> ACTIONS TO TAKE
1) In the piece about Nova below, where did the couple first meet the beagle?
2) Carry the piece about Nova forward from its last sentence.

(TEXT UNDER STUDY Opens)

As I thought more about it, I realized that as I’ve aged I choose not to multitask as much as I used to.  I can cook and listen to rock and roll, show tunes or jazz at the same time, and do word puzzles or Sudoku while watching TV, but for some reason, writing, reading, or listening to certain types of of music are activities I want to savor individually. There’s immense pleasure and something to be said about immersing oneself in quiet pursuits.

Nova: A bright star….by Karen Shughart

I remember sitting on the wet tarmac in the parking lot of PetSmart. It was a cold, rainy day in April a year into the pandemic. Both my husband and I smiled when a man came walking over to us with a tiny Blue Tick beagle on a leash. I opened my arms and she walked into them, and from that moment it was true love.

We hadn’t wanted another dog, our dear Gretchen had gone over the Rainbow Bridge years before, but when we saw Nova on a no-kill shelter website where other friends had recently adopted dogs, we were smitten. The shelter staff was honest. Nova had been severely mistreated as a breeder at a puppy mill, and when she was of no more use to them, they threw her out. By the time the shelter found her, she had tick disease, ear and eye infections, had been shot multiple times with a BB gun (and had the pellets in her body to prove it) and had not been spayed. They didn’t know how long she’d live, given her health challenges. We decided that that we would love and cherish her for as long as we could.

From the beginning she must have sensed the strength of our love, and we provided her with the best medical care possible. After a few months she got a clean bill of health; her eyes sparkled and her coat was shiny . She loved her kibbles, green beans, and pumpkin, and each morning my husband shared a small piece of banana with her while he was eating his.

(TEXT UNDER STUDY Closes)
(MATERIAL PROVIDED Opens)

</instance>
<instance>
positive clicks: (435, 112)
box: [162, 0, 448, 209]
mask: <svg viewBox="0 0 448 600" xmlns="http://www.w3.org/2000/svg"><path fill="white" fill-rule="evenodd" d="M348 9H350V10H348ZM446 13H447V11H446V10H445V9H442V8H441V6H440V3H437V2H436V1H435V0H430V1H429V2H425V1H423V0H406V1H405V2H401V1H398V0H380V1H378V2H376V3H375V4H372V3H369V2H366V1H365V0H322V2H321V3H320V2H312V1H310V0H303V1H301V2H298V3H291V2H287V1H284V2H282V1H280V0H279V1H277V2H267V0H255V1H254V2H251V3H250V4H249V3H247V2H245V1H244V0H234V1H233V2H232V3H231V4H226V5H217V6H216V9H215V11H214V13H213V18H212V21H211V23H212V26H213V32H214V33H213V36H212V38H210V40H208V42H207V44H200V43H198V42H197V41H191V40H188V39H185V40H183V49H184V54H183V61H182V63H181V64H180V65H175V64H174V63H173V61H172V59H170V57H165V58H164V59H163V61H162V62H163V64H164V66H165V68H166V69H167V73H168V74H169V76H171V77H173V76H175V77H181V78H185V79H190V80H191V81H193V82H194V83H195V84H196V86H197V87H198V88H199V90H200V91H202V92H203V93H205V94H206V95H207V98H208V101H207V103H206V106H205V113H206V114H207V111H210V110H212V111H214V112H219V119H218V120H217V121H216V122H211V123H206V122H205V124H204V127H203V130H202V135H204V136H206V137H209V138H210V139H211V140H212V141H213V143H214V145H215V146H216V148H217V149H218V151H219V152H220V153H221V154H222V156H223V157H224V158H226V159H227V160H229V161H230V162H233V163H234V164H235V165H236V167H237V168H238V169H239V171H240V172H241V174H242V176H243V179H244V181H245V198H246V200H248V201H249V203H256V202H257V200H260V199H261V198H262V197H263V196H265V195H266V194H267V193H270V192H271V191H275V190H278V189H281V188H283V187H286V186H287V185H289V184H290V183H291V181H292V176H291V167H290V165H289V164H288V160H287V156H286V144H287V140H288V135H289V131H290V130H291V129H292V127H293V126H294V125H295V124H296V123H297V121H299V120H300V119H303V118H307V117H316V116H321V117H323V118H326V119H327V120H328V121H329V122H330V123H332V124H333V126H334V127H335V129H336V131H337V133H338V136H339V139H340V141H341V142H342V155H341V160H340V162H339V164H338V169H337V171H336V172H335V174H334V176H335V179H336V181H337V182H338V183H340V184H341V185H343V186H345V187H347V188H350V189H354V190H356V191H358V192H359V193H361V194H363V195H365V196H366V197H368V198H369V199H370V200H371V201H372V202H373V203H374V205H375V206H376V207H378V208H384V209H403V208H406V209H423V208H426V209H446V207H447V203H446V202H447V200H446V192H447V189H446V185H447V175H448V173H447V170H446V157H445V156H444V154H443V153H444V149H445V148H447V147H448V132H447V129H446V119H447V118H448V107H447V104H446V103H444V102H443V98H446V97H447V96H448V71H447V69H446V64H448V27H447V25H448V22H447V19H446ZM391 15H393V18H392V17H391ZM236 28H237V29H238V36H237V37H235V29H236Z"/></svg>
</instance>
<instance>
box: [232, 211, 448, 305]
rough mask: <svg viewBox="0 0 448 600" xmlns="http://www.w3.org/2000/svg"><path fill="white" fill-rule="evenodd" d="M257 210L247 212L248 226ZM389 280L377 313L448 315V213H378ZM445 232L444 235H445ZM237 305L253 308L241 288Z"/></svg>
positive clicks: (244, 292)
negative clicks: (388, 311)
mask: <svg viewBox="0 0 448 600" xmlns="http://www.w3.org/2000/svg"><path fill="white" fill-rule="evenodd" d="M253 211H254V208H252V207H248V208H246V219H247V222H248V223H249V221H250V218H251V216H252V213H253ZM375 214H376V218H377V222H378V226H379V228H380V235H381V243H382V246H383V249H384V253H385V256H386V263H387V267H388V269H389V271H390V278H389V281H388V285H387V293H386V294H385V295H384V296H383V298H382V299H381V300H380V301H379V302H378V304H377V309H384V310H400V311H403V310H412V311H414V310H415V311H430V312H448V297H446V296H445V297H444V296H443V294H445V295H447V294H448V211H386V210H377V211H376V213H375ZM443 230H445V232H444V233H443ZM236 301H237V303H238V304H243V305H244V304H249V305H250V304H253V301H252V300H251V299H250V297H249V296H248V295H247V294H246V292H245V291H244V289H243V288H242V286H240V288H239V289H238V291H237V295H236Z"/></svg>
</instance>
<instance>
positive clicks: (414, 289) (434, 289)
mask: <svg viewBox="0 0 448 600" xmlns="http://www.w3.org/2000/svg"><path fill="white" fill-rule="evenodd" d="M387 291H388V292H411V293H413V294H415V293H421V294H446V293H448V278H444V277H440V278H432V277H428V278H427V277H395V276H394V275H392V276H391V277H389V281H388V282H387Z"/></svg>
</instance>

(MATERIAL PROVIDED Closes)
(MATERIAL PROVIDED Opens)

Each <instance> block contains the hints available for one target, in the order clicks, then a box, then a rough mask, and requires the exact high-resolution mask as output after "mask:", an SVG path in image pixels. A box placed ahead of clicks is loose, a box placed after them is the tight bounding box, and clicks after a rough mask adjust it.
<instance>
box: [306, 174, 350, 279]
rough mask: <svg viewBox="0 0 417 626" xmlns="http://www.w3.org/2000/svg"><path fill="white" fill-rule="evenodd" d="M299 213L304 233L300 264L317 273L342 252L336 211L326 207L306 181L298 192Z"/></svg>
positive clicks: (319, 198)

(MATERIAL PROVIDED Closes)

> ANSWERS TO THE EXERCISE
1) In the parking lot of PetSmart.

2)
Nova

She learned to enjoy her daily leash walks and to not be afraid of grass, she’d never seen it before. Within weeks she was patrolling our yard in search of adventures, attempting to dig under our fence to see what was on the other side, and if truth be told, to find whatever goodies she could forage, she was a beagle after all. When we went out for an evening without her, she watched cartoons on TV and nibbled at a Kong filled with frozen green beans. She adored food puzzles and could solve them faster than we could say her name.

One of my favorite things was winter cuddling. On a cold, snowy day, we’d crawl onto the loveseat in our living room, fire blazing in the fireplace. I’d read with her head on my chest, both of us under a cozy throw; she’d fall asleep and snore softly, a paw on my shoulder. She loved being warm and when we tucked her in on a chilly night, I covered her with a soft blanket. She’d sigh and would lick my nose.

At first, we thought it was the heat, we’d had a warm summer, but this year in late August something changed.  She resisted her walks; when she went outside, she stayed on the deck instead of exploring the yard. Her high, squeaky, indignant howl(that had been suppressed by a bark collar at the puppy mill) to let us know she wanted to come back inside was replaced with her sitting in front of the door waiting patiently until we let her in. She started pacing at night, she couldn’t find a comfortable place to sleep, even with two of her beds in our room. Then we discovered several large nodules on her neck. We made an appointment with our vet, but before we could see her, Nova started having serious breathing issues.

That same night we drove to an emergency clinic, where a technician was waiting to admit her. It turns out she was riddled with cancer; the nodules were obstructing her breathing. Steroids to minimize the symptoms were one option; chemotherapy, too, but with either choice her life would be extended by only a few weeks or months.  We couldn’t bear to lose her, but neither could we bear for her to suffer. We made a choice.

At 2 a.m. that morning we gave her a snack of pureed chicken, talked and sang to her, petted and kissed her; with Lambchop, her favorite stuffed toy, and her “blankie” helping her on her journey to the Rainbow Bridge. Before she passed, she nuzzled us once more and gently fell asleep.